Records excerpted from a collection:
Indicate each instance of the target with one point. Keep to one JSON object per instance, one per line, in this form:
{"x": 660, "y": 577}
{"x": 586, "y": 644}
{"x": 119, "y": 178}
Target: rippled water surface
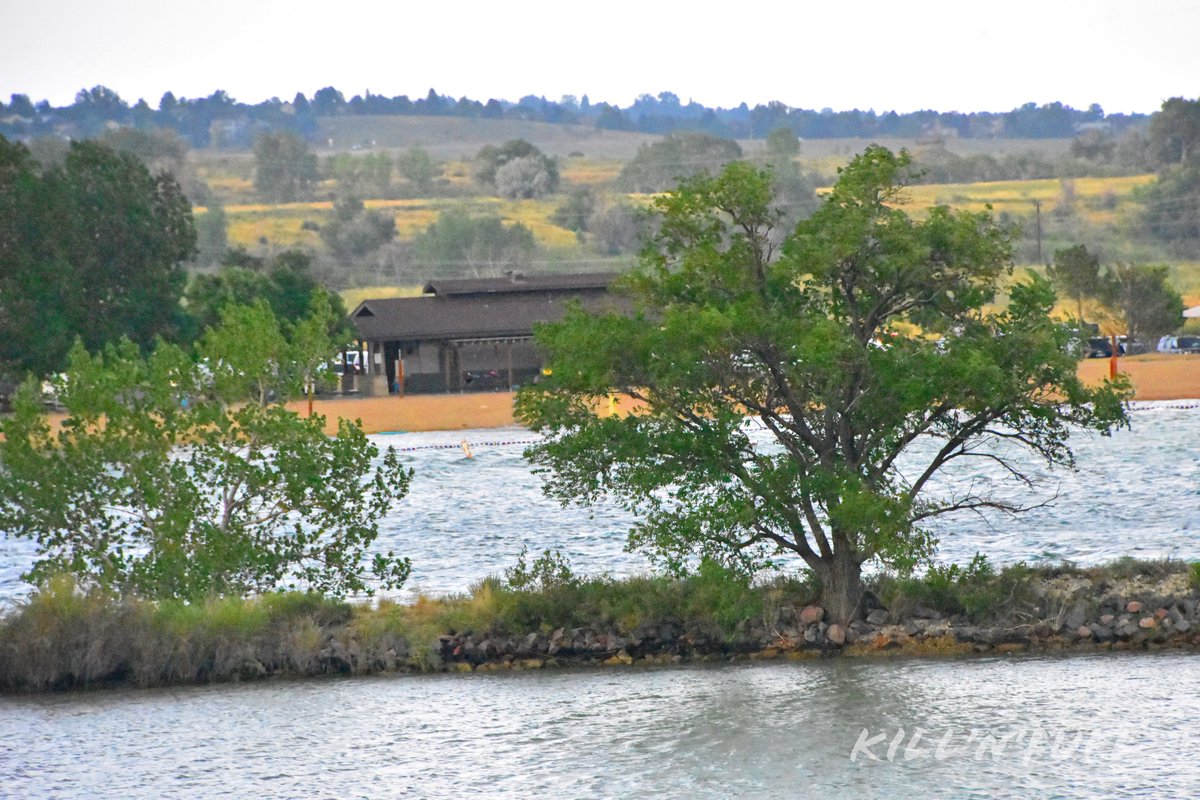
{"x": 1086, "y": 727}
{"x": 1137, "y": 493}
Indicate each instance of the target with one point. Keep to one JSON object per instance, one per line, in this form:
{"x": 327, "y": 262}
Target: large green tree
{"x": 285, "y": 282}
{"x": 90, "y": 250}
{"x": 184, "y": 475}
{"x": 781, "y": 389}
{"x": 1075, "y": 272}
{"x": 1143, "y": 298}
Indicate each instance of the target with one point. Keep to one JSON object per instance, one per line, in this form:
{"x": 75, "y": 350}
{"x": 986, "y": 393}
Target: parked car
{"x": 1098, "y": 347}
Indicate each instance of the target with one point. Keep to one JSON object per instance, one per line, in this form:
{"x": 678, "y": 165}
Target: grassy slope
{"x": 1092, "y": 210}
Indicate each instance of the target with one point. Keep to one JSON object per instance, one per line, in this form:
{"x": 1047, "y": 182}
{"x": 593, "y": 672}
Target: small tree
{"x": 354, "y": 232}
{"x": 779, "y": 386}
{"x": 181, "y": 477}
{"x": 1077, "y": 274}
{"x": 1144, "y": 300}
{"x": 419, "y": 168}
{"x": 490, "y": 160}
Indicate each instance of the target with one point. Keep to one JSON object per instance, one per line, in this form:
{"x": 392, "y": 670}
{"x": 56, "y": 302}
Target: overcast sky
{"x": 943, "y": 55}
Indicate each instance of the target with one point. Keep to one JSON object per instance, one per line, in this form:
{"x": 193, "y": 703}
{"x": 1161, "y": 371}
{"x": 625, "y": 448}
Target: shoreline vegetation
{"x": 544, "y": 617}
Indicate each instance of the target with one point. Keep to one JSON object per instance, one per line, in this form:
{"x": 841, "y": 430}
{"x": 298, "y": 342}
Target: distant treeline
{"x": 219, "y": 120}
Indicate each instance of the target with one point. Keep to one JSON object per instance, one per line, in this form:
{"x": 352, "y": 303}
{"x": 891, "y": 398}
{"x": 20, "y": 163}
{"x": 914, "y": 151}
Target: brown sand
{"x": 417, "y": 411}
{"x": 1156, "y": 377}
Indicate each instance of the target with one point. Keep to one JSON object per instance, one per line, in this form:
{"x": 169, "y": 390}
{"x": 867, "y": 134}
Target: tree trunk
{"x": 841, "y": 587}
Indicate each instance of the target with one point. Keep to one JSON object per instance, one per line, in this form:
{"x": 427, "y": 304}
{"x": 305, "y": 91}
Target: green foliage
{"x": 516, "y": 169}
{"x": 283, "y": 282}
{"x": 1171, "y": 208}
{"x": 185, "y": 476}
{"x": 463, "y": 244}
{"x": 857, "y": 335}
{"x": 211, "y": 234}
{"x": 285, "y": 168}
{"x": 1175, "y": 132}
{"x": 976, "y": 590}
{"x": 354, "y": 232}
{"x": 65, "y": 637}
{"x": 357, "y": 174}
{"x": 1077, "y": 274}
{"x": 660, "y": 164}
{"x": 546, "y": 572}
{"x": 1143, "y": 296}
{"x": 90, "y": 250}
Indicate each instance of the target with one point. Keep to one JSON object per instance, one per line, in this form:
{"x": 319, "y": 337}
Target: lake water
{"x": 1137, "y": 493}
{"x": 1114, "y": 726}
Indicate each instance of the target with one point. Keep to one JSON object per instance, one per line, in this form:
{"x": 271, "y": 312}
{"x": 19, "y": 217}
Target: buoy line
{"x": 473, "y": 444}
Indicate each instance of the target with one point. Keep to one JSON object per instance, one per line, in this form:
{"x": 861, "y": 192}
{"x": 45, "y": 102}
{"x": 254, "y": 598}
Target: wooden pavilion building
{"x": 468, "y": 335}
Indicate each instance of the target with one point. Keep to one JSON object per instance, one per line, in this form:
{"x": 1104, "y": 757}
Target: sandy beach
{"x": 1156, "y": 377}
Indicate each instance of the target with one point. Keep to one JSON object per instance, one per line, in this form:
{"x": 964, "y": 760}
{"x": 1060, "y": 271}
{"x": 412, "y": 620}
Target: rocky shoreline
{"x": 1072, "y": 614}
{"x": 117, "y": 643}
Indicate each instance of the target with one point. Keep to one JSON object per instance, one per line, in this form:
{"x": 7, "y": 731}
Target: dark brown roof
{"x": 487, "y": 314}
{"x": 519, "y": 282}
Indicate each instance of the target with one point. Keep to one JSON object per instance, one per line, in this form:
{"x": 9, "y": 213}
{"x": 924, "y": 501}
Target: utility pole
{"x": 1037, "y": 204}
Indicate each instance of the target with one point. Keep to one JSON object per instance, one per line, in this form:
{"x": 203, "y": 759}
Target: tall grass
{"x": 64, "y": 637}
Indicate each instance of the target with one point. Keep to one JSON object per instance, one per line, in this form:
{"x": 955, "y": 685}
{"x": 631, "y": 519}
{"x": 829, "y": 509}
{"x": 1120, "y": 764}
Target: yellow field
{"x": 588, "y": 170}
{"x": 352, "y": 298}
{"x": 1097, "y": 199}
{"x": 250, "y": 224}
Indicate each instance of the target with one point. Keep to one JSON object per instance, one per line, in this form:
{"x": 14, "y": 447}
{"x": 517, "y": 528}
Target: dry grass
{"x": 1091, "y": 194}
{"x": 352, "y": 298}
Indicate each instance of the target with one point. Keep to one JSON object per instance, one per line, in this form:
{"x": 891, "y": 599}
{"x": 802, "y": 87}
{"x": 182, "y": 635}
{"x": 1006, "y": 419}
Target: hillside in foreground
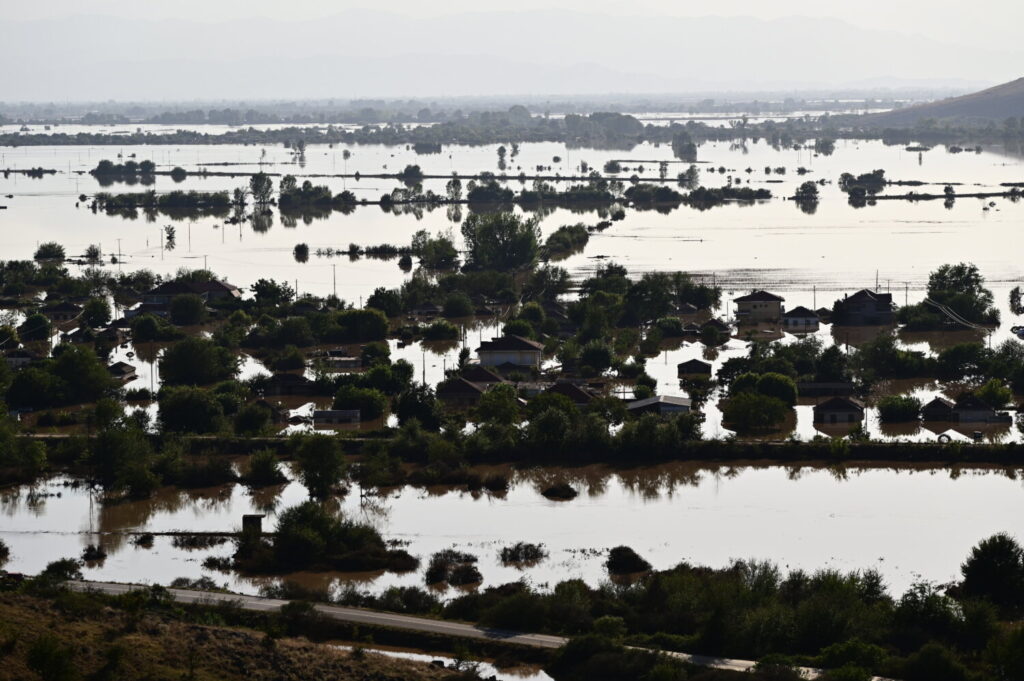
{"x": 995, "y": 103}
{"x": 68, "y": 639}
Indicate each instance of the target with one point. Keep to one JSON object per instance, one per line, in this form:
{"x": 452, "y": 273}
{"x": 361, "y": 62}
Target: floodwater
{"x": 910, "y": 524}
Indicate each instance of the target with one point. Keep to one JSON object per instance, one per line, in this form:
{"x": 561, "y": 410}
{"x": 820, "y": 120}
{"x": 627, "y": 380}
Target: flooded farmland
{"x": 910, "y": 524}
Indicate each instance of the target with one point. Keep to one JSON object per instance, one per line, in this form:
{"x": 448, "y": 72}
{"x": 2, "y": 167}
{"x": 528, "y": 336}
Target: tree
{"x": 321, "y": 464}
{"x": 261, "y": 187}
{"x": 96, "y": 312}
{"x": 252, "y": 419}
{"x": 197, "y": 362}
{"x": 187, "y": 309}
{"x": 994, "y": 393}
{"x": 82, "y": 376}
{"x": 994, "y": 570}
{"x": 899, "y": 409}
{"x": 418, "y": 402}
{"x": 36, "y": 327}
{"x": 271, "y": 294}
{"x": 189, "y": 410}
{"x": 369, "y": 401}
{"x": 501, "y": 241}
{"x": 752, "y": 412}
{"x": 779, "y": 386}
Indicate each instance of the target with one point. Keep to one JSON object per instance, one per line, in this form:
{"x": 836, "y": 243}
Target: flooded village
{"x": 628, "y": 387}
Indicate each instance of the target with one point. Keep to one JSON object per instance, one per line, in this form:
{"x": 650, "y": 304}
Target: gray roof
{"x": 660, "y": 399}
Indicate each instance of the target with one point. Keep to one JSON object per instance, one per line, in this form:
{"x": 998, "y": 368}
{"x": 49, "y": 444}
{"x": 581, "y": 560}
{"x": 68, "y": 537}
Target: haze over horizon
{"x": 115, "y": 49}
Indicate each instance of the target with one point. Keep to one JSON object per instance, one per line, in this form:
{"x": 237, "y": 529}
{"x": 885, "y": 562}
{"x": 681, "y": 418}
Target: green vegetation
{"x": 308, "y": 537}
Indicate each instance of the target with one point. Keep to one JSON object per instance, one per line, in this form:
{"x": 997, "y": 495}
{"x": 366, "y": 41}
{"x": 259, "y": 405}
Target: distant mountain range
{"x": 358, "y": 53}
{"x": 995, "y": 103}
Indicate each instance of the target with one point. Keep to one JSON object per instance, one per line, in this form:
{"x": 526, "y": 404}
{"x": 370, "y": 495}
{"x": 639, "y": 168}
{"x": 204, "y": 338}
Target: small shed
{"x": 693, "y": 368}
{"x": 662, "y": 405}
{"x": 939, "y": 409}
{"x": 839, "y": 410}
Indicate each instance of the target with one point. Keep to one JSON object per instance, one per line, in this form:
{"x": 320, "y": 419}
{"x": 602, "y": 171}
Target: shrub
{"x": 624, "y": 560}
{"x": 898, "y": 409}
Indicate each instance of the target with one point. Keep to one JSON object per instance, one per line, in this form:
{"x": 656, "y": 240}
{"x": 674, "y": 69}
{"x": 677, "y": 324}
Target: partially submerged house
{"x": 577, "y": 393}
{"x": 693, "y": 369}
{"x": 971, "y": 409}
{"x": 801, "y": 320}
{"x": 839, "y": 410}
{"x": 759, "y": 306}
{"x": 281, "y": 385}
{"x": 336, "y": 417}
{"x": 662, "y": 405}
{"x": 864, "y": 308}
{"x": 510, "y": 350}
{"x": 122, "y": 371}
{"x": 939, "y": 409}
{"x": 61, "y": 311}
{"x": 19, "y": 356}
{"x": 459, "y": 393}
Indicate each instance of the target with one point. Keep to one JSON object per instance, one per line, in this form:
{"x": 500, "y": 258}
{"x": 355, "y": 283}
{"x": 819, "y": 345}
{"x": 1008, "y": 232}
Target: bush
{"x": 187, "y": 309}
{"x": 453, "y": 567}
{"x": 521, "y": 553}
{"x": 899, "y": 409}
{"x": 263, "y": 470}
{"x": 458, "y": 304}
{"x": 994, "y": 571}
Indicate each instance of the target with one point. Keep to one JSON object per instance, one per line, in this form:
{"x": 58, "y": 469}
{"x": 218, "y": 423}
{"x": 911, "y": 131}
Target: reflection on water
{"x": 909, "y": 523}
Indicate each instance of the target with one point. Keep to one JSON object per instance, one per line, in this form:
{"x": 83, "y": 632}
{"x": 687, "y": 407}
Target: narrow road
{"x": 409, "y": 623}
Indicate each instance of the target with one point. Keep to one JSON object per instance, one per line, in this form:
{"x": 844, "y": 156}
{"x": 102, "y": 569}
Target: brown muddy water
{"x": 908, "y": 523}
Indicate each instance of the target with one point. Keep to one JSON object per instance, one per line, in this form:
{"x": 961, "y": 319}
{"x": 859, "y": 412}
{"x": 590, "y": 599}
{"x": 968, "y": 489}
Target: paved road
{"x": 409, "y": 623}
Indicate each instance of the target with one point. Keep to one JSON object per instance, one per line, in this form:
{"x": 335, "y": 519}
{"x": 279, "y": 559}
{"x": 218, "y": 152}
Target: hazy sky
{"x": 981, "y": 23}
{"x": 54, "y": 49}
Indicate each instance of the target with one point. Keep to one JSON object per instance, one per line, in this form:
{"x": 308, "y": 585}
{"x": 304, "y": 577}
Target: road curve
{"x": 425, "y": 625}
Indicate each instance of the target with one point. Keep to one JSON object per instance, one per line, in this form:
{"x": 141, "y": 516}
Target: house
{"x": 332, "y": 417}
{"x": 662, "y": 405}
{"x": 718, "y": 325}
{"x": 971, "y": 409}
{"x": 759, "y": 306}
{"x": 79, "y": 336}
{"x": 289, "y": 384}
{"x": 459, "y": 393}
{"x": 824, "y": 388}
{"x": 341, "y": 359}
{"x": 687, "y": 308}
{"x": 480, "y": 375}
{"x": 19, "y": 356}
{"x": 864, "y": 308}
{"x": 510, "y": 349}
{"x": 208, "y": 291}
{"x": 61, "y": 311}
{"x": 839, "y": 410}
{"x": 692, "y": 368}
{"x": 426, "y": 309}
{"x": 578, "y": 395}
{"x": 938, "y": 410}
{"x": 800, "y": 320}
{"x": 122, "y": 371}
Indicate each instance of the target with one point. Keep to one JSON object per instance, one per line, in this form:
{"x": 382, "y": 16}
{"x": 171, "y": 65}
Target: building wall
{"x": 522, "y": 357}
{"x": 759, "y": 311}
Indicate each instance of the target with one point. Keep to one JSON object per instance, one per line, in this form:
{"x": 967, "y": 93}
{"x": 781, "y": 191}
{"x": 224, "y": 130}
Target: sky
{"x": 265, "y": 49}
{"x": 981, "y": 24}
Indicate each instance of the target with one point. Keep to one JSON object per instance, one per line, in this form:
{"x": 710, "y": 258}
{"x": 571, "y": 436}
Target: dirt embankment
{"x": 74, "y": 640}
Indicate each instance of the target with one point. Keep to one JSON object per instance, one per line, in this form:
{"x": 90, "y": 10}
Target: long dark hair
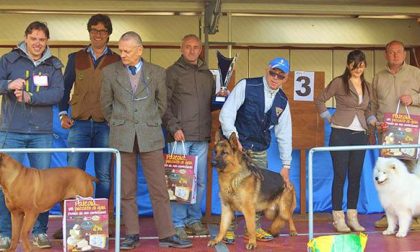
{"x": 356, "y": 57}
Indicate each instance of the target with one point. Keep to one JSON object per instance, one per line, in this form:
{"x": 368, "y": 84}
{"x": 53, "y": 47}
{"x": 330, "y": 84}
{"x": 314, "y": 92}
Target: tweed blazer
{"x": 131, "y": 113}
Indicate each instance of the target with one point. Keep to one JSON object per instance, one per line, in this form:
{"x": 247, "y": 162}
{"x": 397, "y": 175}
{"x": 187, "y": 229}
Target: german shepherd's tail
{"x": 282, "y": 212}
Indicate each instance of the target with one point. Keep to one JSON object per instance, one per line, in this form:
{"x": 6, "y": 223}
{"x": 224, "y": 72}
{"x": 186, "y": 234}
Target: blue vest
{"x": 252, "y": 124}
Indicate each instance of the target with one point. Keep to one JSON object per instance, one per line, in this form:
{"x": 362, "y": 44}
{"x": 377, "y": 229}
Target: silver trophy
{"x": 226, "y": 66}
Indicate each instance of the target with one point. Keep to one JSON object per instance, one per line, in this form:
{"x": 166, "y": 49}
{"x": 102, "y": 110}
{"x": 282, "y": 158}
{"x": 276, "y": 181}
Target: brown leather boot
{"x": 353, "y": 221}
{"x": 339, "y": 222}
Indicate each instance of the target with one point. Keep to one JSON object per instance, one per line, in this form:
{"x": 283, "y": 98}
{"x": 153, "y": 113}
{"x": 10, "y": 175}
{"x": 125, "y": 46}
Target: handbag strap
{"x": 398, "y": 109}
{"x": 183, "y": 148}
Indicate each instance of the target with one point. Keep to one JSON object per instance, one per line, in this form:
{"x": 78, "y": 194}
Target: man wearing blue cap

■ **Requirement**
Extract each line of the entries above that contains the string "distant", matching case exactly.

■ **Answer to the problem**
Target: distant treeline
Target: distant mountain range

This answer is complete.